Exercises to complete:
1. In the forum thread on the Magneto X move queue overflow, which line of klippy.log shows the MCU responding with the error?
2. Write the next part of the forum thread on the Klipper move queue overflow, starting after its last sentence.

Move queue overflow - Only With Some Models

Basic Information:

Printer Model: Peopoly Magneto X
MCU / Printerboard: BTT Octopus Pro V1.1 STM32H723
Host / SBC: Orange Pi Zero2 / Debian Bookworm Linux 5.16.17-sun50iw9
klippy.log

Describe your issue:

I am unable to print long/large items on my Magneto X. They consistently cause a “MCU ‘mcu’ shutdown: Move queue overflow” at a specific part of the print.

Other discussion threads on this issue are locked

Thoughts

Searching other topics, the BTT Octopus board seems to be a common factor. However, it could also be a speed / model size issue.

@Sineos and anyone else with a Magneto X, can you replicate this behavior?

The attached 3MF file should contain the profile settings and model in question. I have also included the raw gcode which triggers this error.

Attachments

mcu.json contains information about all the devices Klipper connects to. Above and beyond what the logs provide.

Line 7447 of Klippy.log shows the MCU responding with the error.

Further Information

Edits with more information.

MCU Data

Obtained by: ~/klippy-env/bin/python3 ./console.py /dev/serial/by-id/usb-Klipper_stm32h723xx_0C003A001751313431393536-if00

get_config
048.882: config is_config=1 crc=3679341702 is_shutdown=1 move_count=1024

move_free

Something about this command just seems off, but I can’t pinpoint what.

False Trail (IRQ)

The first thing which stood out to me was the comment “Caller must disable irqs.”

That seems to be called in the different _event functions. Which are called by sched_timer_dispatch. However, those seem to be all called by functions which then lead to the IRQ being properly disabled.

Separate move queues / configurable total queue size.

Random thoughts, but I don’t have anything concrete at this point.

Interesting.
This does not seem like a complete Klipper log, there is no Klipper version.
Also, from the versions string of the MCU, they seem modified.

I can only guess that there are some changes ported to the MCU that disable the “Stepper too far in past” error. Which, in the end, make you get the Move queue overflow.

queue_step 18: t=719684377358 p=-16236 i=473 c=775 a=0
queue_step 19: t=719684743934 p=-15461 i=474 c=341 a=0
queue_step 20: t=719684905567 p=-15120 i=473 c=774 a=0
...
queue_step 34: t=719684591390 p=-126689 i=323 c=710 a=0
queue_step 35: t=719684820719 p=-125979 i=322 c=209 a=0
queue_step 36: t=719684888018 p=-125770 i=323 c=709 a=0

1/400_000_000 * 473 = 0.000_001_183
1 / 0.000001183 = 845_308
1/400_000_000 * 323 = 0.000_000_807
1 / 0.000000807 = 1_239_157
845_308 + 1_239_157 = 2_084_465

Which should cause errors for this specific configuration, or at least it is pretty close.

Well, if it is a correct assumption:

  • You want the latest Klipper code flashed to theSTM32H7 (You don’t want to remove the sanity checks this time. Leave them in place, please.).
  • You want to do the make menuconfig to update the configuration.

Otherwise, it is hard to guess without knowing your local modifications.

Hope that helps.

I probably cycled the log file at a strange time, and truncated several days worth of extraneous logs.

Good catch on the “Stepper too far in past” error. I thought I was running with that code enabled, but it looks like I was incorrect. Here’s the Code that was running on the MCU. It’s
related to this feature.

How do you preform those calculations? The docs weren’t quite clear, and even seem to be misleading. Specifically, the hard-coded 1024 move_nodes are shared between all the move_queue_head objects.

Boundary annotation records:
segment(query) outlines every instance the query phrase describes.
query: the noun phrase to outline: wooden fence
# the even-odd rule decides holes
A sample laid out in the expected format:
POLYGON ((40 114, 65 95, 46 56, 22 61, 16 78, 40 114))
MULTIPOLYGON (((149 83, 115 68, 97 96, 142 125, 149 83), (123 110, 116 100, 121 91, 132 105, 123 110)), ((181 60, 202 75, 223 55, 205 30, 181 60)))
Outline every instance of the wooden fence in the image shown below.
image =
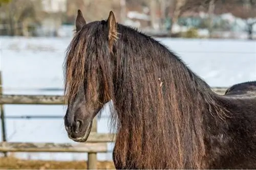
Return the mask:
MULTIPOLYGON (((0 74, 1 76, 1 74, 0 74)), ((0 85, 1 85, 0 77, 0 85)), ((0 87, 0 109, 2 131, 2 142, 0 143, 0 152, 79 152, 88 153, 88 168, 96 169, 97 153, 108 152, 106 142, 115 141, 115 135, 97 133, 97 121, 94 119, 92 132, 86 143, 53 143, 8 142, 6 140, 5 114, 3 105, 63 105, 63 99, 61 95, 4 95, 0 87)), ((213 88, 212 90, 219 94, 223 94, 226 88, 213 88)))

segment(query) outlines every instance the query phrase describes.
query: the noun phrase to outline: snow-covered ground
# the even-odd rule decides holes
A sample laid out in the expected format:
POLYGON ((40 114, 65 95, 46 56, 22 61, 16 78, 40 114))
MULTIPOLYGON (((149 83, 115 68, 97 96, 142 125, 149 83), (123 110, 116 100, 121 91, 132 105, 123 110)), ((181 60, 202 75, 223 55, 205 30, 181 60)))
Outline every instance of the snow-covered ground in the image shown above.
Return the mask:
MULTIPOLYGON (((188 66, 211 86, 229 86, 256 80, 256 41, 158 38, 177 53, 188 66)), ((37 88, 63 87, 62 64, 71 38, 0 37, 1 69, 6 94, 62 94, 61 91, 37 88)), ((7 115, 64 115, 62 106, 5 105, 7 115)), ((106 108, 108 109, 108 107, 106 108)), ((104 115, 108 115, 106 111, 104 115)), ((12 119, 7 122, 8 140, 16 142, 73 142, 62 119, 12 119)), ((108 119, 98 122, 100 133, 109 132, 108 119)), ((1 133, 1 132, 0 132, 1 133)), ((111 151, 113 144, 109 144, 111 151)), ((33 159, 87 159, 87 154, 34 153, 33 159)), ((26 158, 28 154, 17 156, 26 158)), ((99 160, 112 154, 98 154, 99 160)))

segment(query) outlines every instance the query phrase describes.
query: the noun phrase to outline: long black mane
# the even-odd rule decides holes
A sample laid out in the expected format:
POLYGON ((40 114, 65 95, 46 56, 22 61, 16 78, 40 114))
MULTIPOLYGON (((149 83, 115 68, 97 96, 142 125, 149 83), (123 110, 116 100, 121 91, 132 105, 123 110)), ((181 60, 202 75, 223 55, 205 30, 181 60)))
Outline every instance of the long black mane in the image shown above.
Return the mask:
POLYGON ((256 167, 255 99, 215 93, 178 55, 111 12, 80 29, 67 52, 66 99, 83 83, 88 103, 113 100, 117 168, 256 167))

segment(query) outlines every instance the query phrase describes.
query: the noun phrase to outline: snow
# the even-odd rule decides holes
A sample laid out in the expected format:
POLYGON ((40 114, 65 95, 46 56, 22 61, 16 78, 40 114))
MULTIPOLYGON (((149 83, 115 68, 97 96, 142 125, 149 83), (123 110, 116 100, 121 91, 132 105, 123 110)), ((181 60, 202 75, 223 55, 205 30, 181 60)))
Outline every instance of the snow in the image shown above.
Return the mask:
MULTIPOLYGON (((39 88, 63 87, 63 62, 71 38, 0 37, 1 69, 5 94, 62 94, 62 91, 39 88), (30 89, 30 90, 29 90, 30 89)), ((193 70, 211 86, 229 86, 256 80, 256 41, 157 38, 178 54, 193 70)), ((63 116, 63 106, 5 105, 7 115, 63 116)), ((106 107, 98 120, 100 133, 109 132, 106 107)), ((8 119, 8 140, 12 142, 72 142, 62 119, 8 119)), ((113 143, 109 143, 111 151, 113 143)), ((87 154, 19 153, 20 158, 81 160, 87 154)), ((111 160, 112 154, 98 154, 99 160, 111 160)))

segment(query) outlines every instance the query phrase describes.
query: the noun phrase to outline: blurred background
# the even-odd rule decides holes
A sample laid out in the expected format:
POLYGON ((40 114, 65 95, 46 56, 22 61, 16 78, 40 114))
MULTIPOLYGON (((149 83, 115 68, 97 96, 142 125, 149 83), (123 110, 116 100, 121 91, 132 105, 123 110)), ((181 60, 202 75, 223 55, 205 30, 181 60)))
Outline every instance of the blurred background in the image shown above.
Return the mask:
MULTIPOLYGON (((212 87, 256 80, 255 0, 0 0, 0 93, 63 94, 62 64, 78 9, 87 22, 113 10, 118 22, 162 42, 212 87)), ((109 132, 108 109, 98 133, 109 132)), ((1 106, 2 141, 75 143, 63 127, 65 112, 61 105, 1 106)), ((98 168, 114 168, 113 146, 97 154, 98 168)), ((1 156, 1 169, 84 169, 88 160, 86 153, 1 156)))

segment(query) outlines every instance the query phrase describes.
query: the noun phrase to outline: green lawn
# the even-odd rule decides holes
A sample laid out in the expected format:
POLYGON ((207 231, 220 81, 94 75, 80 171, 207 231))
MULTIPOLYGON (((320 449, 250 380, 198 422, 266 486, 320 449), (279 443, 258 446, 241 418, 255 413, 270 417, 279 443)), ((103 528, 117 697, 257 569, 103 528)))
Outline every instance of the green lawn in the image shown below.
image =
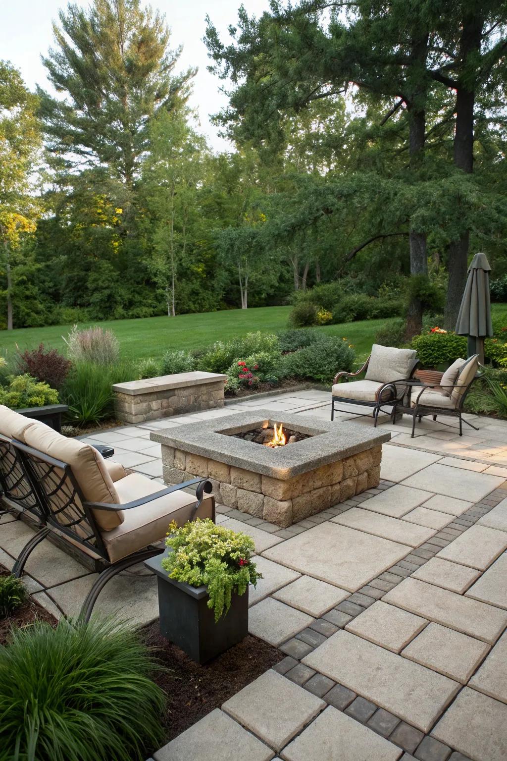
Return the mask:
MULTIPOLYGON (((493 314, 507 321, 507 304, 493 304, 493 314)), ((165 352, 205 346, 214 341, 242 336, 252 330, 274 333, 284 330, 290 307, 263 307, 258 309, 231 309, 203 314, 181 314, 176 317, 146 317, 144 320, 116 320, 100 323, 110 328, 120 342, 122 355, 138 359, 160 357, 165 352)), ((357 323, 328 325, 320 328, 333 336, 347 336, 353 344, 358 359, 369 352, 375 334, 388 320, 365 320, 357 323)), ((87 326, 85 324, 80 327, 87 326)), ((52 325, 44 328, 21 328, 0 332, 0 352, 11 354, 16 350, 33 349, 40 343, 46 347, 65 349, 62 338, 71 325, 52 325)))

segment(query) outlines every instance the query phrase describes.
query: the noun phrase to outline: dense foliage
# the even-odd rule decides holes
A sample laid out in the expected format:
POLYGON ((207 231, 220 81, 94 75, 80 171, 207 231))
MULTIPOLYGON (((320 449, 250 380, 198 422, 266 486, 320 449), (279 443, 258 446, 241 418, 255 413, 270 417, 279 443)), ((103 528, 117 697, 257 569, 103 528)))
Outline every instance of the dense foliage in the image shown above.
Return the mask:
POLYGON ((210 518, 186 523, 181 528, 173 521, 166 544, 173 552, 162 560, 171 578, 191 587, 208 587, 208 607, 218 621, 230 607, 233 593, 244 594, 249 584, 255 586, 262 576, 250 556, 255 551, 253 540, 210 518))
POLYGON ((124 624, 14 630, 0 648, 0 759, 142 761, 162 740, 155 668, 124 624))

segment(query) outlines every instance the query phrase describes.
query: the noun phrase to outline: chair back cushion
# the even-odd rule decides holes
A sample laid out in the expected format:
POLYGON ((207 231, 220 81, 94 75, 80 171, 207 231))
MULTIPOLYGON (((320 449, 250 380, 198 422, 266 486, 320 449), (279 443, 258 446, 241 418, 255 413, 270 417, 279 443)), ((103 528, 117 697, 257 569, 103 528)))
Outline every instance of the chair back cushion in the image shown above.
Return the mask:
POLYGON ((26 418, 24 415, 0 404, 0 433, 8 438, 15 438, 24 444, 24 431, 33 422, 32 418, 26 418))
POLYGON ((466 359, 455 359, 452 365, 447 368, 444 374, 440 378, 442 393, 445 393, 446 396, 450 396, 452 392, 454 390, 454 389, 450 388, 449 387, 454 386, 456 383, 460 371, 466 361, 466 359))
MULTIPOLYGON (((24 443, 28 447, 68 463, 85 499, 91 502, 119 505, 119 497, 104 458, 89 444, 67 438, 38 421, 32 421, 24 435, 24 443)), ((95 510, 93 514, 99 527, 106 531, 123 522, 121 511, 95 510)))
POLYGON ((394 349, 374 343, 365 377, 378 383, 404 380, 410 377, 417 359, 414 349, 394 349))
POLYGON ((467 390, 467 387, 475 377, 479 367, 479 355, 474 354, 470 359, 467 360, 462 365, 459 374, 456 380, 456 385, 452 389, 451 399, 456 403, 459 402, 461 397, 467 390))

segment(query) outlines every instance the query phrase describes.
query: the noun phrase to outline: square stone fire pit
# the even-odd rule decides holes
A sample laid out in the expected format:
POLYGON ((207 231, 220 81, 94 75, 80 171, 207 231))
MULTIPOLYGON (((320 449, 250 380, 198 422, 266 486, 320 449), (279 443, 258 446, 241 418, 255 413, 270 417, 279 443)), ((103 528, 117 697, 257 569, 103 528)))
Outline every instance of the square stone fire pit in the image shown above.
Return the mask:
MULTIPOLYGON (((295 438, 299 438, 295 437, 295 438)), ((257 409, 153 431, 166 483, 202 476, 217 502, 284 527, 379 486, 388 432, 257 409), (271 447, 237 438, 282 423, 308 438, 271 447)))

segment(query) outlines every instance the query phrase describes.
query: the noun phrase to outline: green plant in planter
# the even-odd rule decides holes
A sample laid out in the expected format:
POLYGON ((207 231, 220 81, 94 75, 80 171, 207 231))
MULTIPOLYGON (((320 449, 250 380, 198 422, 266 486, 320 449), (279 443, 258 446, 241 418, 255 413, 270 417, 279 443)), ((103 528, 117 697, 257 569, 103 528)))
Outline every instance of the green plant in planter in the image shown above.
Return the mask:
POLYGON ((244 594, 249 584, 262 578, 250 555, 253 540, 245 533, 217 526, 210 518, 190 521, 181 528, 173 521, 166 545, 173 551, 162 561, 170 578, 191 587, 208 587, 208 607, 215 621, 230 607, 233 592, 244 594))
POLYGON ((46 404, 58 404, 58 391, 50 388, 46 383, 41 383, 25 373, 24 375, 9 377, 9 385, 0 387, 0 404, 11 409, 24 407, 43 407, 46 404))
POLYGON ((125 623, 14 630, 0 647, 0 759, 143 761, 163 739, 156 668, 125 623))
POLYGON ((11 574, 0 576, 0 618, 5 618, 23 605, 27 591, 21 578, 11 574))

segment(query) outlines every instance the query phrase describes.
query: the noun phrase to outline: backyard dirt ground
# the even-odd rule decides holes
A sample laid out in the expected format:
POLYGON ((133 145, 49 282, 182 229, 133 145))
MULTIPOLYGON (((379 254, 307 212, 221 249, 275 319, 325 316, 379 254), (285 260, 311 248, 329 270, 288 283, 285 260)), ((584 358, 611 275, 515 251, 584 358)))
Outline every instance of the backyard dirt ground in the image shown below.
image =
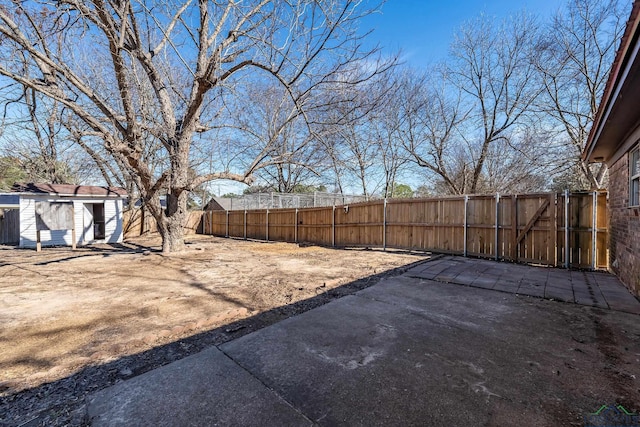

Answers by task:
1. Line 7447

2.
I’ve been going down the path of allowing more run time debugging. Just in case GPIO or PWM outputs are consuming far too many slots for some reason.

@Sineos I remember you mentioning there was a good reason the Magneto X has the “Stepper too far in past” error disabled. Would you care to comment?

1 Like

@nefelim4ag is already the perfect contact for this.
In a nutshell, the Octopus step creation is too slow for the high requirements of this printer. If you go at full acceleration and high velocity, you will run into this error inadvertently. It only rarely happens during printing, but for “unconstrained” moves, it occurs more frequently.
@nefelim4ag has already introduced some great improvements.

1 Like

Thanks! That’s a great explanation.

Sometimes the obvious is staring me in the face, and I miss it.

Well, 400_000_000 is a timer resolution from the log. i, and a are also in the same type of numbers (ticks). Interval of steps, Count of steps, Add (per step) this amount to the interval, per step.
We talk about the same MCU there, so STM32H7.
If I know the available ticks per second and the expected interval of steps at the same time, I can estimate the steps per second value from the queue data.

And it is available in the docs:

To explain my estimations, there is just too much context to add to be able to explain.
This one Klipper 400MHz limitations - #17 by nefelim4ag
Maybe useful, also, there is a GH link above, there is also plenty of related information.

It should be enough. MCU only stores less than 300 ms of future data.
PWM and GPIO use even less, probably 1 item per 300ms interval.

Link to the docs: It is the responsibility of the host to ensure that there is available space in the queue before sending a <mark>queue_step</mark> command. The host does this by calculating when each queue_step command completes and scheduling new queue_step commands accordingly.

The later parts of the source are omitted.